§ **SET TASK**:
Copy out every item below line for line, without changing anything, but leave out the pictures.

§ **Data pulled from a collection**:

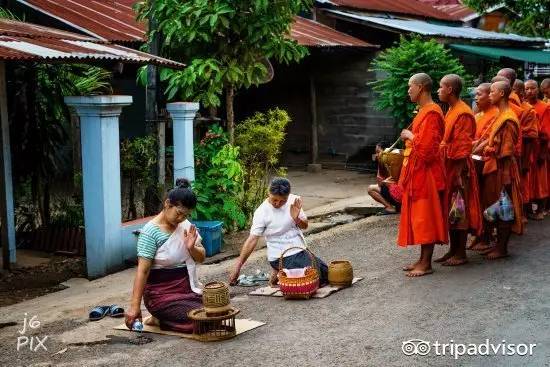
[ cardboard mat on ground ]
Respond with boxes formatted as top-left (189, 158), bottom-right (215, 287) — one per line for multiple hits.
top-left (249, 277), bottom-right (363, 298)
top-left (114, 316), bottom-right (265, 340)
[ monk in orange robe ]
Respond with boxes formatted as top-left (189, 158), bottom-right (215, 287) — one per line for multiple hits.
top-left (482, 81), bottom-right (523, 260)
top-left (540, 78), bottom-right (550, 103)
top-left (525, 80), bottom-right (550, 220)
top-left (512, 79), bottom-right (544, 223)
top-left (474, 83), bottom-right (499, 145)
top-left (397, 73), bottom-right (448, 277)
top-left (468, 83), bottom-right (499, 252)
top-left (493, 68), bottom-right (523, 120)
top-left (491, 68), bottom-right (523, 160)
top-left (435, 74), bottom-right (482, 266)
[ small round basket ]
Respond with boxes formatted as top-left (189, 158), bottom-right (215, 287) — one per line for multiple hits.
top-left (380, 148), bottom-right (404, 182)
top-left (328, 260), bottom-right (353, 287)
top-left (187, 307), bottom-right (240, 342)
top-left (278, 247), bottom-right (319, 299)
top-left (202, 282), bottom-right (231, 316)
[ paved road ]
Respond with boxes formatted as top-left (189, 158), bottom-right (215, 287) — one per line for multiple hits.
top-left (0, 218), bottom-right (550, 367)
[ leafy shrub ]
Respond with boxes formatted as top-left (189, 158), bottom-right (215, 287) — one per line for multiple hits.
top-left (371, 36), bottom-right (471, 128)
top-left (193, 125), bottom-right (246, 231)
top-left (235, 108), bottom-right (291, 218)
top-left (120, 135), bottom-right (160, 220)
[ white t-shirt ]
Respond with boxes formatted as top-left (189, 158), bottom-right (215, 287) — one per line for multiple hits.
top-left (250, 194), bottom-right (307, 261)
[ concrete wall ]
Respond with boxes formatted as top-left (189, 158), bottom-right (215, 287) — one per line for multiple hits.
top-left (315, 52), bottom-right (396, 162)
top-left (235, 48), bottom-right (396, 166)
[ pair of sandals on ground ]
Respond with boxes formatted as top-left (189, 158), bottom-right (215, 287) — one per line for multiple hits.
top-left (89, 305), bottom-right (124, 321)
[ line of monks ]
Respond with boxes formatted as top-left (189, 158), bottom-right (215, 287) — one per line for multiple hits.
top-left (397, 68), bottom-right (550, 277)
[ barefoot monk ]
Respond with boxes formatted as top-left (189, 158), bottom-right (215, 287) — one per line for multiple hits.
top-left (435, 74), bottom-right (482, 266)
top-left (525, 80), bottom-right (550, 220)
top-left (397, 73), bottom-right (448, 277)
top-left (482, 81), bottom-right (523, 260)
top-left (512, 79), bottom-right (539, 223)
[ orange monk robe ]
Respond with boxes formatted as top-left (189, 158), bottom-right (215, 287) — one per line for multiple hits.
top-left (481, 109), bottom-right (523, 234)
top-left (519, 102), bottom-right (539, 204)
top-left (475, 106), bottom-right (499, 140)
top-left (508, 92), bottom-right (523, 160)
top-left (440, 100), bottom-right (483, 235)
top-left (533, 100), bottom-right (550, 199)
top-left (397, 103), bottom-right (448, 246)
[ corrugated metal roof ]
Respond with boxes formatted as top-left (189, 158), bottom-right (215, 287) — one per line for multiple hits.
top-left (17, 0), bottom-right (145, 42)
top-left (0, 19), bottom-right (97, 42)
top-left (419, 0), bottom-right (461, 6)
top-left (316, 0), bottom-right (459, 21)
top-left (449, 44), bottom-right (550, 65)
top-left (326, 10), bottom-right (545, 46)
top-left (0, 19), bottom-right (185, 69)
top-left (290, 17), bottom-right (378, 48)
top-left (434, 4), bottom-right (477, 20)
top-left (17, 0), bottom-right (372, 47)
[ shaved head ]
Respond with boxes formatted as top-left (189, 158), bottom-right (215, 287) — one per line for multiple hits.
top-left (491, 75), bottom-right (510, 83)
top-left (409, 73), bottom-right (433, 92)
top-left (497, 68), bottom-right (518, 85)
top-left (441, 74), bottom-right (464, 97)
top-left (492, 81), bottom-right (512, 99)
top-left (477, 83), bottom-right (491, 93)
top-left (525, 80), bottom-right (539, 104)
top-left (512, 79), bottom-right (525, 99)
top-left (475, 83), bottom-right (491, 111)
top-left (525, 79), bottom-right (540, 88)
top-left (540, 78), bottom-right (550, 99)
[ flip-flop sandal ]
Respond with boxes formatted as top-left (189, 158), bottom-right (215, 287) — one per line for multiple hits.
top-left (89, 306), bottom-right (111, 321)
top-left (376, 209), bottom-right (397, 216)
top-left (109, 305), bottom-right (124, 317)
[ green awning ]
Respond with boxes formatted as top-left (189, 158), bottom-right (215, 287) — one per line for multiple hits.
top-left (449, 44), bottom-right (550, 64)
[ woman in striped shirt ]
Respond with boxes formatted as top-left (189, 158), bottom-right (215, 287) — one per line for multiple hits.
top-left (126, 179), bottom-right (205, 333)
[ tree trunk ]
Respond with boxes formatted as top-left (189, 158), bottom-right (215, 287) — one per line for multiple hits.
top-left (128, 177), bottom-right (137, 220)
top-left (225, 85), bottom-right (235, 144)
top-left (42, 180), bottom-right (51, 226)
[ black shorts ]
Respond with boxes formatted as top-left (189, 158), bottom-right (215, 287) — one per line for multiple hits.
top-left (380, 184), bottom-right (401, 210)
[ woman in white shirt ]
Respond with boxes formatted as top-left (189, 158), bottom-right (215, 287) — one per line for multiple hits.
top-left (229, 177), bottom-right (328, 285)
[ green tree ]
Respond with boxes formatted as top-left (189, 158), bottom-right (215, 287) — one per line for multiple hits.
top-left (136, 0), bottom-right (312, 143)
top-left (193, 125), bottom-right (246, 231)
top-left (371, 36), bottom-right (470, 128)
top-left (235, 108), bottom-right (291, 217)
top-left (464, 0), bottom-right (550, 38)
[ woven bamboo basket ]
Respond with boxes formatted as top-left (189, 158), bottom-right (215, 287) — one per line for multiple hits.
top-left (328, 260), bottom-right (353, 287)
top-left (278, 246), bottom-right (319, 299)
top-left (187, 307), bottom-right (240, 342)
top-left (380, 148), bottom-right (404, 182)
top-left (202, 282), bottom-right (231, 316)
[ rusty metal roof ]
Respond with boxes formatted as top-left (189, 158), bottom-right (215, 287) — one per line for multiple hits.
top-left (17, 0), bottom-right (145, 42)
top-left (0, 19), bottom-right (185, 69)
top-left (434, 4), bottom-right (477, 20)
top-left (326, 9), bottom-right (546, 47)
top-left (0, 19), bottom-right (97, 42)
top-left (316, 0), bottom-right (459, 21)
top-left (290, 17), bottom-right (378, 48)
top-left (17, 0), bottom-right (380, 47)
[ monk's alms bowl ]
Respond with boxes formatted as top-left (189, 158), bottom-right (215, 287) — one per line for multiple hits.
top-left (328, 260), bottom-right (353, 287)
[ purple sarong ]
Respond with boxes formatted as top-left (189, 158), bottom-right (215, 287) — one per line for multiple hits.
top-left (143, 267), bottom-right (203, 333)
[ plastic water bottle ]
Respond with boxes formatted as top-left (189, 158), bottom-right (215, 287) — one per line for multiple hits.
top-left (132, 320), bottom-right (143, 333)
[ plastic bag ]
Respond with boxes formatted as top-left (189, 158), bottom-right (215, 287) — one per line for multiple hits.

§ **COMPLETED TASK**:
[ cardboard mat on ground ]
Respond with boxes formatted as top-left (189, 158), bottom-right (215, 287) — one per line for multiple hits.
top-left (249, 277), bottom-right (363, 298)
top-left (114, 316), bottom-right (265, 340)
[ monk in orange robe ]
Respond with boxes formatted as top-left (189, 158), bottom-right (215, 287) — one per line for multiple hits.
top-left (482, 81), bottom-right (523, 260)
top-left (540, 78), bottom-right (550, 103)
top-left (525, 80), bottom-right (550, 220)
top-left (512, 79), bottom-right (544, 223)
top-left (474, 83), bottom-right (499, 145)
top-left (397, 73), bottom-right (448, 277)
top-left (468, 83), bottom-right (499, 252)
top-left (493, 68), bottom-right (523, 120)
top-left (491, 68), bottom-right (523, 160)
top-left (435, 74), bottom-right (482, 266)
[ small round basket ]
Respond with boxes formatted as top-left (189, 158), bottom-right (215, 287) — one per line for multiple hits.
top-left (380, 148), bottom-right (404, 182)
top-left (328, 260), bottom-right (353, 287)
top-left (187, 307), bottom-right (240, 342)
top-left (278, 247), bottom-right (319, 299)
top-left (202, 282), bottom-right (231, 316)
[ paved road ]
Respond with boxes formatted as top-left (189, 158), bottom-right (215, 287) — one per line for multiple hits.
top-left (0, 218), bottom-right (550, 367)
[ leafy shrub ]
Respond with boxes formatted as top-left (189, 158), bottom-right (215, 287) — one per line for multiple hits.
top-left (371, 36), bottom-right (471, 128)
top-left (193, 125), bottom-right (246, 231)
top-left (235, 108), bottom-right (291, 218)
top-left (120, 135), bottom-right (160, 220)
[ white t-shirt ]
Respond with boxes formatted as top-left (189, 158), bottom-right (215, 287) — one per line for multiple hits.
top-left (250, 194), bottom-right (307, 261)
[ concrete wall ]
Respond with boxes formatted as top-left (189, 158), bottom-right (215, 287) — one per line for multiple hits.
top-left (315, 52), bottom-right (396, 162)
top-left (235, 48), bottom-right (396, 166)
[ pair of sandals on ground ]
Respond with boxes formatted as top-left (189, 158), bottom-right (215, 287) — one per line for multiple hits.
top-left (89, 305), bottom-right (124, 321)
[ line of monks ]
Respond with boxes formatted as top-left (189, 158), bottom-right (215, 287) — one per line for multiple hits.
top-left (397, 68), bottom-right (550, 277)
[ barefoot monk ]
Respond with boxes formatted as top-left (189, 158), bottom-right (215, 287) — one per line for multiple hits.
top-left (435, 74), bottom-right (482, 266)
top-left (525, 80), bottom-right (550, 220)
top-left (397, 73), bottom-right (448, 277)
top-left (482, 81), bottom-right (523, 260)
top-left (512, 79), bottom-right (539, 223)
[ orange monk robe ]
Respond with boxes formatted as top-left (189, 158), bottom-right (215, 287) — one per line for multiple hits.
top-left (481, 109), bottom-right (523, 234)
top-left (519, 102), bottom-right (539, 204)
top-left (475, 106), bottom-right (499, 140)
top-left (508, 92), bottom-right (523, 160)
top-left (440, 100), bottom-right (483, 235)
top-left (533, 100), bottom-right (550, 199)
top-left (397, 103), bottom-right (448, 246)
[ corrugated metal roof ]
Respond with boxes formatted as top-left (189, 158), bottom-right (215, 287) — one per line for multiple hits.
top-left (17, 0), bottom-right (145, 42)
top-left (0, 19), bottom-right (97, 42)
top-left (419, 0), bottom-right (461, 6)
top-left (316, 0), bottom-right (459, 21)
top-left (449, 44), bottom-right (550, 65)
top-left (326, 10), bottom-right (545, 46)
top-left (0, 19), bottom-right (185, 69)
top-left (290, 17), bottom-right (378, 48)
top-left (434, 4), bottom-right (477, 20)
top-left (17, 0), bottom-right (372, 47)
[ shaved head ]
Respond with boxes formatted as top-left (189, 158), bottom-right (215, 287) — one per line for multiple hits.
top-left (491, 75), bottom-right (510, 83)
top-left (409, 73), bottom-right (433, 92)
top-left (497, 68), bottom-right (518, 85)
top-left (441, 74), bottom-right (464, 97)
top-left (492, 81), bottom-right (512, 99)
top-left (477, 83), bottom-right (491, 93)
top-left (525, 80), bottom-right (539, 104)
top-left (512, 79), bottom-right (525, 99)
top-left (475, 83), bottom-right (491, 111)
top-left (525, 79), bottom-right (540, 88)
top-left (540, 78), bottom-right (550, 99)
[ flip-flop sandal ]
Respond with boxes formatted as top-left (189, 158), bottom-right (215, 287) — one per line for multiple hits.
top-left (89, 306), bottom-right (111, 321)
top-left (376, 209), bottom-right (397, 216)
top-left (109, 305), bottom-right (124, 317)
[ green awning ]
Respond with boxes formatted as top-left (189, 158), bottom-right (215, 287) — one per line for multiple hits.
top-left (449, 44), bottom-right (550, 64)
[ woman in striped shirt ]
Respond with boxes formatted as top-left (189, 158), bottom-right (215, 287) — one per line for multiple hits.
top-left (126, 179), bottom-right (205, 333)
[ tree trunk ]
Respond with boxes formatted as top-left (189, 158), bottom-right (215, 287) — one per line for multiple hits.
top-left (128, 177), bottom-right (137, 220)
top-left (225, 85), bottom-right (235, 144)
top-left (42, 180), bottom-right (51, 226)
[ black shorts ]
Respond with boxes formatted as top-left (189, 158), bottom-right (215, 287) — one per line for multiple hits.
top-left (380, 184), bottom-right (401, 210)
[ woman in white shirt ]
Respond with boxes formatted as top-left (189, 158), bottom-right (215, 287) — one per line for multiple hits.
top-left (229, 177), bottom-right (328, 285)
[ green tree ]
Respond with boxes formatted as top-left (189, 158), bottom-right (215, 287) — one per line for multiple hits.
top-left (136, 0), bottom-right (312, 143)
top-left (193, 125), bottom-right (246, 231)
top-left (371, 36), bottom-right (470, 128)
top-left (235, 108), bottom-right (291, 217)
top-left (464, 0), bottom-right (550, 38)
[ woven bamboo basket ]
Respond with boxes formatted as top-left (189, 158), bottom-right (215, 287) — one per line for multiple hits.
top-left (328, 260), bottom-right (353, 287)
top-left (278, 246), bottom-right (319, 299)
top-left (187, 307), bottom-right (240, 342)
top-left (380, 148), bottom-right (404, 182)
top-left (202, 282), bottom-right (231, 316)
[ rusty metal roof ]
Respond with boxes formatted as top-left (189, 158), bottom-right (215, 287) — one per line for multiple hits.
top-left (17, 0), bottom-right (145, 42)
top-left (0, 19), bottom-right (185, 69)
top-left (434, 4), bottom-right (477, 20)
top-left (326, 9), bottom-right (546, 47)
top-left (0, 19), bottom-right (97, 42)
top-left (316, 0), bottom-right (459, 21)
top-left (290, 17), bottom-right (378, 48)
top-left (17, 0), bottom-right (380, 47)
[ monk's alms bowl ]
Respond with boxes formatted as top-left (189, 158), bottom-right (215, 287) — one per line for multiple hits.
top-left (328, 260), bottom-right (353, 287)
[ purple sarong ]
Respond with boxes formatted as top-left (189, 158), bottom-right (215, 287) — one per line for multiple hits.
top-left (143, 267), bottom-right (203, 333)
[ plastic water bottle ]
Respond with boxes formatted as top-left (189, 158), bottom-right (215, 287) — one per line for multiple hits.
top-left (132, 320), bottom-right (143, 333)
[ plastic bag ]
Respond with boxes formatted as top-left (189, 158), bottom-right (215, 287) — one per line for multiple hits.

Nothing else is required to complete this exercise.